• **What you have to do**:
Please write out the listing beneath this sentence exactly, from its first line to the line with "positive clicks: (98, 243)", and stop there.

• **Data under study**:
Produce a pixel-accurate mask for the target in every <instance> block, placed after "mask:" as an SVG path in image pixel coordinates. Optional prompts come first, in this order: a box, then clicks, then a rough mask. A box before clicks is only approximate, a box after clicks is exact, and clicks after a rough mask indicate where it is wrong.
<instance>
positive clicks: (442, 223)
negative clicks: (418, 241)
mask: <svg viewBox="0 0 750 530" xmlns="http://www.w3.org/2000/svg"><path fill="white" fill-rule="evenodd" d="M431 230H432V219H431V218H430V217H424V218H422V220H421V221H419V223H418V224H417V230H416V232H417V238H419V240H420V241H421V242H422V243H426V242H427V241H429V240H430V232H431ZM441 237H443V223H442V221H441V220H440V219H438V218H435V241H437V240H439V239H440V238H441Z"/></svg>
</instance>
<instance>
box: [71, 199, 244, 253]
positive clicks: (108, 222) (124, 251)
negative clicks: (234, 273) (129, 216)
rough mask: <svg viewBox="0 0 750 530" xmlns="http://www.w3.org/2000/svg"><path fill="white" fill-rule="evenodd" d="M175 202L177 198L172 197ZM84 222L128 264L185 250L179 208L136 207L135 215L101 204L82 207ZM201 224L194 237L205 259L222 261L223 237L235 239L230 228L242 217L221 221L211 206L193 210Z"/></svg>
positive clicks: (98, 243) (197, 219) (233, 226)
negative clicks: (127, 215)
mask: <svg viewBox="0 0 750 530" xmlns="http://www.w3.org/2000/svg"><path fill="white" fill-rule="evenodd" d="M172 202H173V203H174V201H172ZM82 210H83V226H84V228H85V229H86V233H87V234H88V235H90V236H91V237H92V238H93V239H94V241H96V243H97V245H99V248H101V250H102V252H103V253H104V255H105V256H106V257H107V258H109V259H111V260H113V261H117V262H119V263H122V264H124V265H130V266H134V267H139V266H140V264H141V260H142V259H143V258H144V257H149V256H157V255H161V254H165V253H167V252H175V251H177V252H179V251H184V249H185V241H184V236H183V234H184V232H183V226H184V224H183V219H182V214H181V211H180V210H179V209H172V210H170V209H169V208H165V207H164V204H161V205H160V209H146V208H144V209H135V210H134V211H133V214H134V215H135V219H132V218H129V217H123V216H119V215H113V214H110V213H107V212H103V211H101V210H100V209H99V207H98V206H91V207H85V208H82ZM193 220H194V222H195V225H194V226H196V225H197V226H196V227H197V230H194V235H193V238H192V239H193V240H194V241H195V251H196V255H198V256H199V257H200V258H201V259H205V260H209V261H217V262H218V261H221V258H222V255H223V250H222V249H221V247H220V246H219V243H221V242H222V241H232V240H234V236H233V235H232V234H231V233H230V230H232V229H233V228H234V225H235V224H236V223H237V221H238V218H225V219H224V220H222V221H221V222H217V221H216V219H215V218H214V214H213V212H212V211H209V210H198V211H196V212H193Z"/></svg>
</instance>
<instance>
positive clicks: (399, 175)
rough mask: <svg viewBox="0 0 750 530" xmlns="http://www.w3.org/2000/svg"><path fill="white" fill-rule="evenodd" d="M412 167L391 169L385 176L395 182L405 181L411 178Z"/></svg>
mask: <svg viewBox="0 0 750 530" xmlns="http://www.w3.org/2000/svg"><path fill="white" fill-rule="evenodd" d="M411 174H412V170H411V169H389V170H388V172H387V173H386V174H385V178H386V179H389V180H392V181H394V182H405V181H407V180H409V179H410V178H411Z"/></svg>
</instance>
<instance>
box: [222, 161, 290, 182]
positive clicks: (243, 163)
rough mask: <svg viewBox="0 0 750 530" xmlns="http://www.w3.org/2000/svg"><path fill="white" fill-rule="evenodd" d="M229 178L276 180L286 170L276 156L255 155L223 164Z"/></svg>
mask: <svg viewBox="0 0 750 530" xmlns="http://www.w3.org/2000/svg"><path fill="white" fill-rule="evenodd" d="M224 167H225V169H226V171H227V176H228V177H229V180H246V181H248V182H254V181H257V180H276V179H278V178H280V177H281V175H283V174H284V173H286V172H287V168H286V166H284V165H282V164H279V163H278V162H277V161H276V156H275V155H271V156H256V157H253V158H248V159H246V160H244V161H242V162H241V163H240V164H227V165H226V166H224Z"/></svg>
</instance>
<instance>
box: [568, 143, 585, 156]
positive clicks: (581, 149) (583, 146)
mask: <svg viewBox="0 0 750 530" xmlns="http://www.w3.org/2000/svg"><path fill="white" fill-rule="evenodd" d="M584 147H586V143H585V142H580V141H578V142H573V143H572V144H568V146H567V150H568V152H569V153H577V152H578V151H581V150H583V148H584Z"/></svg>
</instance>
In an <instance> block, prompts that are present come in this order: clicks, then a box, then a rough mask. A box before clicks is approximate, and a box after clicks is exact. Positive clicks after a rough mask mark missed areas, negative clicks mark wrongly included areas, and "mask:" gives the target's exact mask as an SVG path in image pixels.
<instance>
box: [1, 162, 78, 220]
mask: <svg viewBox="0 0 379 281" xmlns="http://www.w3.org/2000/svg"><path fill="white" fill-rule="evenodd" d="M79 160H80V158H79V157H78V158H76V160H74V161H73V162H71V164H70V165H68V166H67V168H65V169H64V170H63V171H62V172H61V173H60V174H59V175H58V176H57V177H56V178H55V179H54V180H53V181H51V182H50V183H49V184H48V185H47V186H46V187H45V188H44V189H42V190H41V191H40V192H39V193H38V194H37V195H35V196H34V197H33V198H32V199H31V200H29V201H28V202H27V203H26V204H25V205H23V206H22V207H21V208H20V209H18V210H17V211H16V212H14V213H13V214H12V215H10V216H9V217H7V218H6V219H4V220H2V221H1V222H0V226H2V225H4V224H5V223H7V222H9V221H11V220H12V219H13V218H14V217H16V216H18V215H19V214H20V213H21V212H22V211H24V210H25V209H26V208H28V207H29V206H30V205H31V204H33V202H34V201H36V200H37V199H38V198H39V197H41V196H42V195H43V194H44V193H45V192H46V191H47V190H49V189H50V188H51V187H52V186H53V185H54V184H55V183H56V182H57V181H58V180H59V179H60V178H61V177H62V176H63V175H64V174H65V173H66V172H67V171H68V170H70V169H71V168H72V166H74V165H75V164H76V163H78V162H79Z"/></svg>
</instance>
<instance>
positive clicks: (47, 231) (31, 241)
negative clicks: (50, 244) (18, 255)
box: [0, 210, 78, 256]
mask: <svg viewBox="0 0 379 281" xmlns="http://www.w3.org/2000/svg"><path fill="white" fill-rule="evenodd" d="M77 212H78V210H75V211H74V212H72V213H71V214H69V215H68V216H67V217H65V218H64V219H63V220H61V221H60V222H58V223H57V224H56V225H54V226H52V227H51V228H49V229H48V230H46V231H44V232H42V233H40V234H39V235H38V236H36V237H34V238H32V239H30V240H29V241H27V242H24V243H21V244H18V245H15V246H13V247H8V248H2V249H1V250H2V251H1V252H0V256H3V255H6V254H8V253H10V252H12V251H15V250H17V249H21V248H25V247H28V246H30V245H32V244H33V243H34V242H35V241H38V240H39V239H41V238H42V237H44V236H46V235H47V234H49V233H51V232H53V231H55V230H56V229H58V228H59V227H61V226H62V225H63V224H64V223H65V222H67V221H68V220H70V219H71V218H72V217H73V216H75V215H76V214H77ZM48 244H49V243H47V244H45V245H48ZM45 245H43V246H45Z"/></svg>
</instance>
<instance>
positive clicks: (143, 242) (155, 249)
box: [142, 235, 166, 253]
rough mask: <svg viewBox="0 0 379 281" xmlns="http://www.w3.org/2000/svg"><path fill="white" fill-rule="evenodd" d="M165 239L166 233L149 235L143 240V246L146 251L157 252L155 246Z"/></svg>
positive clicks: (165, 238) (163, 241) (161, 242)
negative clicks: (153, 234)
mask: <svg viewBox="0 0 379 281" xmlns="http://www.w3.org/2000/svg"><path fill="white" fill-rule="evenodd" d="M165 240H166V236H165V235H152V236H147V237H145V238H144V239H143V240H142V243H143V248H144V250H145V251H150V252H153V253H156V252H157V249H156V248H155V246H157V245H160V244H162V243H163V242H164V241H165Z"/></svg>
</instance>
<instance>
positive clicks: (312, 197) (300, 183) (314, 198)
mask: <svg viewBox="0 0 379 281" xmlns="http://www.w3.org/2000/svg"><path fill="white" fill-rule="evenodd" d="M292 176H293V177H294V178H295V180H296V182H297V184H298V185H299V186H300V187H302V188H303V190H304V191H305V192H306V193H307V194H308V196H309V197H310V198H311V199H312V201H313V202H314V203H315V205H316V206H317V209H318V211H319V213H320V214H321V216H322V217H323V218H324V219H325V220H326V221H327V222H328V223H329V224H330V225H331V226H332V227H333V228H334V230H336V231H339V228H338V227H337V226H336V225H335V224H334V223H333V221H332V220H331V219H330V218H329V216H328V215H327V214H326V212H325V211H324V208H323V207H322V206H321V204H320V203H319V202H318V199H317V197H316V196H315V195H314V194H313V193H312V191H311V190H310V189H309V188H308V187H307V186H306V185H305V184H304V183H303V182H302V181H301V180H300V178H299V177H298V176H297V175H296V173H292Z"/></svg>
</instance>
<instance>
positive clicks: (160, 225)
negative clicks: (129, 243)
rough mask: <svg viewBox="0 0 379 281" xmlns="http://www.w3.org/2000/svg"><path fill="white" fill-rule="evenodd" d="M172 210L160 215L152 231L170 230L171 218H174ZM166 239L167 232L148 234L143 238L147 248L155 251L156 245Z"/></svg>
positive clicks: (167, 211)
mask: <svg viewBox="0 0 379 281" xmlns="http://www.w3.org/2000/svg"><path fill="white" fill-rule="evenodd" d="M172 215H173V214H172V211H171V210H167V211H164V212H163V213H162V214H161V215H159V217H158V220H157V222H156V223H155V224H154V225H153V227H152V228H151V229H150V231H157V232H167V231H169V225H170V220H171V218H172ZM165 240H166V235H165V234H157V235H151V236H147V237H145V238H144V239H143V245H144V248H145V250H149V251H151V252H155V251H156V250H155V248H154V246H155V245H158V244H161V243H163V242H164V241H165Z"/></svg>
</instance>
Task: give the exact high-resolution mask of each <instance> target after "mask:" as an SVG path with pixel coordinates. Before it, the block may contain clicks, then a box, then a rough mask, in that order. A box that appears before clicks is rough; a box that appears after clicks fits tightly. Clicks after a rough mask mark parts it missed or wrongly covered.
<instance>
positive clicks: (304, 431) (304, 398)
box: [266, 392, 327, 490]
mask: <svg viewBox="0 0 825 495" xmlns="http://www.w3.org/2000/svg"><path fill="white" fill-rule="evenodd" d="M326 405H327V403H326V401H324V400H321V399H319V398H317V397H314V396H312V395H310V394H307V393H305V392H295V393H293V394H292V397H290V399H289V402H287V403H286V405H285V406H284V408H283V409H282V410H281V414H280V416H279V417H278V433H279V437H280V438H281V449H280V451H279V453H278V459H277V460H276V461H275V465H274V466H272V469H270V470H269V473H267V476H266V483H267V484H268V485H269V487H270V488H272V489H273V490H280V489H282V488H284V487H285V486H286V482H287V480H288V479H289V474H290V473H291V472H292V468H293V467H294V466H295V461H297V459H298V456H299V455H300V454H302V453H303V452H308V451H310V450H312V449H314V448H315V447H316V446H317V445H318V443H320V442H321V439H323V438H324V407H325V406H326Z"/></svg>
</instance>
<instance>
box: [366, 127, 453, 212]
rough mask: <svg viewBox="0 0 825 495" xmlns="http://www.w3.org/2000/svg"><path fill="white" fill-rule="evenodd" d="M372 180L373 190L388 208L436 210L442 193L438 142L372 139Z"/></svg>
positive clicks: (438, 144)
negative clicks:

• **Response box**:
Produce a pixel-accurate mask for the target in every <instance> block, placed after "mask:" as an SVG path in image pixel coordinates. Optional prompts come first, in this order: a box, then clicks, then a rough mask. A box before clicks is only approximate, a box after clicks is exact, and clicks after a rough mask indicate where it is wrong.
<instance>
positive clicks: (442, 223)
negative clicks: (418, 241)
mask: <svg viewBox="0 0 750 530" xmlns="http://www.w3.org/2000/svg"><path fill="white" fill-rule="evenodd" d="M431 230H432V219H431V218H430V217H424V218H422V220H421V221H419V223H418V224H417V230H416V232H417V238H419V240H420V241H421V242H422V243H426V242H427V241H429V240H430V232H431ZM441 237H443V223H442V221H441V220H440V219H438V218H435V241H437V240H439V239H440V238H441Z"/></svg>
</instance>
<instance>
box: [71, 199, 244, 253]
positive clicks: (108, 222) (124, 251)
negative clicks: (234, 273) (129, 216)
rough mask: <svg viewBox="0 0 750 530" xmlns="http://www.w3.org/2000/svg"><path fill="white" fill-rule="evenodd" d="M175 202L177 198L172 197ZM84 222L128 264L185 250L179 208L136 207L135 215L101 204L82 207ZM201 224L194 237L205 259L222 261L223 237L235 239L230 228L242 217L221 221L211 206L193 210Z"/></svg>
positive clicks: (98, 243) (197, 219) (233, 226)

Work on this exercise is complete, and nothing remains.